**Set exercise:** Pull out each line in the entries below that contains the string "baby", matching uppercase and lowercase exactly.

**Provided data:**
┄┄┄┄┄┄

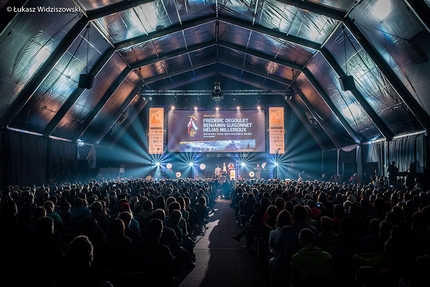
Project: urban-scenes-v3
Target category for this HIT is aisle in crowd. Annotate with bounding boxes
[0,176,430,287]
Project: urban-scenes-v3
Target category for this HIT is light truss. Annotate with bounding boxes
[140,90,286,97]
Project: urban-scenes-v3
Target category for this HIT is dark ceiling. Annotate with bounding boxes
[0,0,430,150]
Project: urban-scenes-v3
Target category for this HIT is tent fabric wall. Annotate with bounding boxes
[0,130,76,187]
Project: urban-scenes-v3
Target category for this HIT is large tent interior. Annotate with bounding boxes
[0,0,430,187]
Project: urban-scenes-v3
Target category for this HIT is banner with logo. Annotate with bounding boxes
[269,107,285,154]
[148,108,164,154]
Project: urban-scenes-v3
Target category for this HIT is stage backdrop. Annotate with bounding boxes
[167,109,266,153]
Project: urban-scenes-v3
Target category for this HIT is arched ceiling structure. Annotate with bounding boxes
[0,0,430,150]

┄┄┄┄┄┄

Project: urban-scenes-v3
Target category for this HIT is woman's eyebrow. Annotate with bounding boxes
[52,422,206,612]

┄┄┄┄┄┄

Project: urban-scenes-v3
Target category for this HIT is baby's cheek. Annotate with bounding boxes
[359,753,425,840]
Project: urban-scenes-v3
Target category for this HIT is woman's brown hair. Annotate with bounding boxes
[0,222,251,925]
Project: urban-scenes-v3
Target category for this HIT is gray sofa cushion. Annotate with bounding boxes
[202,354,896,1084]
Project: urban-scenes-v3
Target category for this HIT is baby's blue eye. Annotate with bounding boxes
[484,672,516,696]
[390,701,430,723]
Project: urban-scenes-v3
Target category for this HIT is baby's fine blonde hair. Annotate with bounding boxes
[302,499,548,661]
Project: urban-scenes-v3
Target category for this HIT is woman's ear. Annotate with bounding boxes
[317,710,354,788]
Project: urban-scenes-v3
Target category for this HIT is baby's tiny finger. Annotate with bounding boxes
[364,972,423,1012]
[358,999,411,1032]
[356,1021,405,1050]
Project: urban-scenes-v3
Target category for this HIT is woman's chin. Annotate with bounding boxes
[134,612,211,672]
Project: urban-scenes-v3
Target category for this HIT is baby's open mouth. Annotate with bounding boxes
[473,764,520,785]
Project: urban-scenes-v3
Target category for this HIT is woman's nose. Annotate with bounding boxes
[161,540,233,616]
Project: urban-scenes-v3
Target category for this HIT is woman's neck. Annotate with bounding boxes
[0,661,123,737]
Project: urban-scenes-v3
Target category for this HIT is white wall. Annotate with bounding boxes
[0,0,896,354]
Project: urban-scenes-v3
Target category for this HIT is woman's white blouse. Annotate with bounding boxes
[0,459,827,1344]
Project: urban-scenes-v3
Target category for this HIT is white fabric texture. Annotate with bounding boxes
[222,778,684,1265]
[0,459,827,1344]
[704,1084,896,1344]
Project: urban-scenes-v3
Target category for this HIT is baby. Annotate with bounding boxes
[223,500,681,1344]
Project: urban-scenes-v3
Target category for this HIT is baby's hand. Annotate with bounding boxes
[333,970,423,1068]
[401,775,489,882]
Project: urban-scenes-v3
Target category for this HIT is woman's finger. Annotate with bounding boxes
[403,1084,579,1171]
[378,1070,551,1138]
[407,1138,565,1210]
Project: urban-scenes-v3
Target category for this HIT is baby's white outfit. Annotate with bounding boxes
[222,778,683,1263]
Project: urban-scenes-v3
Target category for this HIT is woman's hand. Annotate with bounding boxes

┄┄┄┄┄┄

**Final answer:**
Target category for this HIT is baby's cheek. Annotate with bounding boxes
Target category for this HIT is baby's blue eye. Annotate with bounding boxes
Target category for this HIT is baby's fine blonde hair. Annotate with bounding boxes
Target category for this HIT is baby's tiny finger. Annotate with bounding boxes
Target category for this HIT is baby's open mouth. Annotate with bounding boxes
Target category for this HIT is baby. Annotate with bounding boxes
Target category for this HIT is baby's hand. Annotate with bounding boxes
Target category for this HIT is baby's white outfit. Annotate with bounding boxes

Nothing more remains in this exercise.